Reproduce the data that follows verbatim, line for line.

··· Data supplied

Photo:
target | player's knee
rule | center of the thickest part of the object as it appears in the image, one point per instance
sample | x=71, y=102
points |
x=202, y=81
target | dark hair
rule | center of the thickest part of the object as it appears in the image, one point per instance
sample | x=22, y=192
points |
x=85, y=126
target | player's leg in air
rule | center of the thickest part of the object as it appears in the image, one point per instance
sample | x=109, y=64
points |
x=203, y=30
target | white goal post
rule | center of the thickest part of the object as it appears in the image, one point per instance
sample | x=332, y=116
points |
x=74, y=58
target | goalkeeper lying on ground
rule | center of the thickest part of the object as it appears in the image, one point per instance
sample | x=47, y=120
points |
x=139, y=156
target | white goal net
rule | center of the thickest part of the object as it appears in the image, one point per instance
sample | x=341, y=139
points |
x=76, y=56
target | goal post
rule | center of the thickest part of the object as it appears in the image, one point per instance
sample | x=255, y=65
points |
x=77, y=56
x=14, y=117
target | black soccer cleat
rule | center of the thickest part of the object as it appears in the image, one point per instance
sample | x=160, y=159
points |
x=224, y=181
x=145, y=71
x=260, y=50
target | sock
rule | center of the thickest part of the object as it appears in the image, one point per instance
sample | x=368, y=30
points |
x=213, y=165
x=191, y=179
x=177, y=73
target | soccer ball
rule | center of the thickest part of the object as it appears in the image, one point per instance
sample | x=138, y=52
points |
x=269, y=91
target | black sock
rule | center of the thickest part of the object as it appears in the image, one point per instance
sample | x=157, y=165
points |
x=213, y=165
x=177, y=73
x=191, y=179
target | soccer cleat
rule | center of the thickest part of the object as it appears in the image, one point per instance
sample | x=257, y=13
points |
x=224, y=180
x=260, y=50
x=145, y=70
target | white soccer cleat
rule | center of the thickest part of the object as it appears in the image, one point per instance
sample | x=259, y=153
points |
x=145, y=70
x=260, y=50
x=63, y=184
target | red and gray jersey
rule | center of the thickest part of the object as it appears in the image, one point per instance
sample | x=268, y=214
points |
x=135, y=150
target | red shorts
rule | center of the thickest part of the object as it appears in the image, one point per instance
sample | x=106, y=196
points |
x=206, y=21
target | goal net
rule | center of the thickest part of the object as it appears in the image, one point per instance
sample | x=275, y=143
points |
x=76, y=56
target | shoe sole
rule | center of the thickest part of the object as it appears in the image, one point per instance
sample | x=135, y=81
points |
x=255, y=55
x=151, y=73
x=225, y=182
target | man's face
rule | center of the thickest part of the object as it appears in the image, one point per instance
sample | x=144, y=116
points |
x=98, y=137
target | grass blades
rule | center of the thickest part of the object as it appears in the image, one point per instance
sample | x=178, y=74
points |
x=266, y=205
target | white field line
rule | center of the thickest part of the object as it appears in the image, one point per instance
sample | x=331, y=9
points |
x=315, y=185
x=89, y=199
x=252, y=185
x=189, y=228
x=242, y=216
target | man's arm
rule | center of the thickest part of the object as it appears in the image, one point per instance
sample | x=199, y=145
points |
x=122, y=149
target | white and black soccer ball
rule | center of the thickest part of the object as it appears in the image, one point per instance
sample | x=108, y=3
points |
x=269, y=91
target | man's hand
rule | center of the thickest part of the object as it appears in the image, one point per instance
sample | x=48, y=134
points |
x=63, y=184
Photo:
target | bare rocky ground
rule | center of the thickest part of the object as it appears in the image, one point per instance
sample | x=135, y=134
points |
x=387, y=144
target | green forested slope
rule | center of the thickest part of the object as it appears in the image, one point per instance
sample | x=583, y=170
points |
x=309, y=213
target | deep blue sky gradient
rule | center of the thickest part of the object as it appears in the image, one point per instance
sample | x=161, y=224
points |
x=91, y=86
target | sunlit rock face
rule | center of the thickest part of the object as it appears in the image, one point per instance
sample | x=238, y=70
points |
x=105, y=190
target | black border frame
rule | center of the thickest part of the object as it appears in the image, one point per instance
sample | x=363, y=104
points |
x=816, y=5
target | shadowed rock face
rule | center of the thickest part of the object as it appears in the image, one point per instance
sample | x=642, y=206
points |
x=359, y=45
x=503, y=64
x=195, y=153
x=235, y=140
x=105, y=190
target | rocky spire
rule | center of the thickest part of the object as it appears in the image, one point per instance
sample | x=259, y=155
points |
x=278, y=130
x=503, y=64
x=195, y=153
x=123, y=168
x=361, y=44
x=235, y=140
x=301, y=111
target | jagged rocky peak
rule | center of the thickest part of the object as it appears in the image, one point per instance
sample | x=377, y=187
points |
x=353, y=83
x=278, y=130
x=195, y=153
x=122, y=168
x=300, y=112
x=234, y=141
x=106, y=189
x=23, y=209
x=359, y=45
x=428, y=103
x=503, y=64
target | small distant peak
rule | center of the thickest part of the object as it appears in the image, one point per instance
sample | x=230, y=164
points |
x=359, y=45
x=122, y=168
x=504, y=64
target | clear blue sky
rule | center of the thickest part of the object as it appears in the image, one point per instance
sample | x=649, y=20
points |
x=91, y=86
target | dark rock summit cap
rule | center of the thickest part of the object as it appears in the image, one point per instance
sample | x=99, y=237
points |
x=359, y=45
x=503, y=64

······

Solution to the exercise
Photo:
target | player's knee
rule | center of the thickest part of the object as it appears in the image, one point per instance
sample | x=71, y=102
points |
x=202, y=81
target | dark hair
rule | center of the thickest part of the object as it appears in the image, one point per instance
sample | x=22, y=192
points |
x=85, y=126
target | player's leg in air
rule | center of the thickest part of the object as it appears in the image, one point per instance
sample | x=109, y=64
points |
x=203, y=30
target | white goal post
rule | center of the thickest part of the object as it appears in the image, one point per instance
sample | x=332, y=116
points |
x=74, y=58
target | goalkeeper lying on ground
rule | center of the thickest part of the object as it appears in the image, one point per instance
sample | x=47, y=120
points |
x=139, y=156
target | white goal net
rule | center of the thickest part of the object as it appears in the image, one point per instance
sample | x=341, y=139
points |
x=76, y=56
target | goal post
rule | center of the thickest part of the object as it appears in the image, one point per instance
sample | x=255, y=65
points |
x=77, y=56
x=14, y=117
target | black soccer cleat
rule | center of the thickest part of the object as it appears in the image, one point per instance
sample | x=160, y=159
points |
x=224, y=181
x=145, y=71
x=260, y=50
target | sock
rule | center of the thickest part of the object as it appears in the image, one point per instance
sample | x=368, y=30
points |
x=213, y=165
x=191, y=179
x=177, y=73
target | soccer ball
rule | center of the thickest part of the object as it appears in the image, one point per instance
sample | x=138, y=52
points |
x=269, y=91
target | black sock
rule | center of the thickest part of the object as it appears in the image, one point per instance
sample | x=157, y=165
points |
x=213, y=165
x=177, y=73
x=191, y=179
target | soccer cleat
rule | center of the thickest part of the object as it appears in the image, one point per instance
sample | x=257, y=13
points |
x=224, y=180
x=260, y=50
x=145, y=70
target | white soccer cleat
rule | center of the thickest part of the object as it appears in the image, one point per instance
sample | x=259, y=153
points |
x=145, y=70
x=260, y=50
x=63, y=184
target | red and gray jersey
rule | center of the thickest part of the object as it appears in the image, one point per instance
sample | x=268, y=214
points |
x=135, y=150
target | red shorts
rule | center of the thickest part of the object as it appears in the image, one point per instance
sample | x=106, y=196
points |
x=206, y=21
target | goal net
rule | center of the thickest part of the object as it appears in the image, one point per instance
sample | x=275, y=143
points |
x=76, y=56
target | shoe sole
rule | center of the thickest part of the object as it appears in the image, one point per instance
sample | x=135, y=81
points |
x=255, y=55
x=151, y=73
x=225, y=182
target | man's face
rule | center of the thickest part of the object as it appears in the image, one point per instance
sample | x=144, y=116
points |
x=98, y=137
target | grass blades
rule | center of the thickest part of the object as it appears in the image, one point per instance
sample | x=178, y=74
points |
x=266, y=205
target | white field line
rule | center of the thickest part of the object as it appears in the image, one point per instance
sample | x=331, y=9
points |
x=315, y=185
x=89, y=199
x=252, y=185
x=189, y=228
x=242, y=216
target | man's arm
rule | center of the thickest part of the object as it appears in the image, one point per instance
sample | x=199, y=145
points |
x=122, y=149
target | white and black soccer ball
rule | center of the thickest part of the object as it appears in the image, one point per instance
sample | x=108, y=3
points |
x=269, y=91
target | man's hand
rule | center of the thickest part of the object as it appears in the image, one point per instance
sample | x=48, y=134
points |
x=63, y=184
Photo:
target | bare rocky ground
rule | center of the thickest part of the object as it appears in the image, one point per instance
sample | x=135, y=134
points |
x=387, y=144
target | green forested slope
rule | center of the thickest part of the object as it appears in the image, one point per instance
sample | x=583, y=170
points |
x=309, y=213
target | deep blue sky gradient
rule | center of the thickest part of the object as it appears in the image, one point per instance
sample | x=161, y=224
points |
x=91, y=86
target | sunlit rock face
rule | center of the thickest part of the object as it appears in the image, one point per instance
sample | x=238, y=70
points |
x=105, y=190
target | black border frame
rule | center of the thickest part of the object as it appears in the image, one point per instance
sample | x=363, y=104
points |
x=816, y=5
target | shadowed rock face
rule | center of the thickest part of the object as it appears in the image, one point per instance
sample | x=642, y=206
points |
x=359, y=45
x=503, y=64
x=195, y=153
x=235, y=140
x=105, y=190
target | rocky spire
rule | center of the thickest part of the object as it appears in the image, one point per instance
sample | x=259, y=155
points |
x=278, y=130
x=503, y=64
x=195, y=153
x=123, y=168
x=361, y=44
x=235, y=140
x=301, y=111
target | jagged rocky peak
rule | center of the thickest part of the object as it appears in the image, one point per instance
sample | x=377, y=187
points |
x=353, y=83
x=278, y=130
x=195, y=153
x=122, y=168
x=300, y=112
x=234, y=141
x=106, y=189
x=23, y=209
x=359, y=45
x=428, y=103
x=503, y=64
target | small distant peak
rule | center of the thickest part of the object as it appears in the image, one point per instance
sample | x=230, y=164
points |
x=359, y=45
x=122, y=168
x=504, y=64
target | clear blue sky
rule | center of the thickest part of the object as it appears in the image, one point per instance
sample | x=649, y=20
points |
x=91, y=86
target | dark rock summit cap
rule | center of the thickest part of the object as it appears in the image, one point per instance
sample | x=99, y=237
points |
x=359, y=45
x=503, y=64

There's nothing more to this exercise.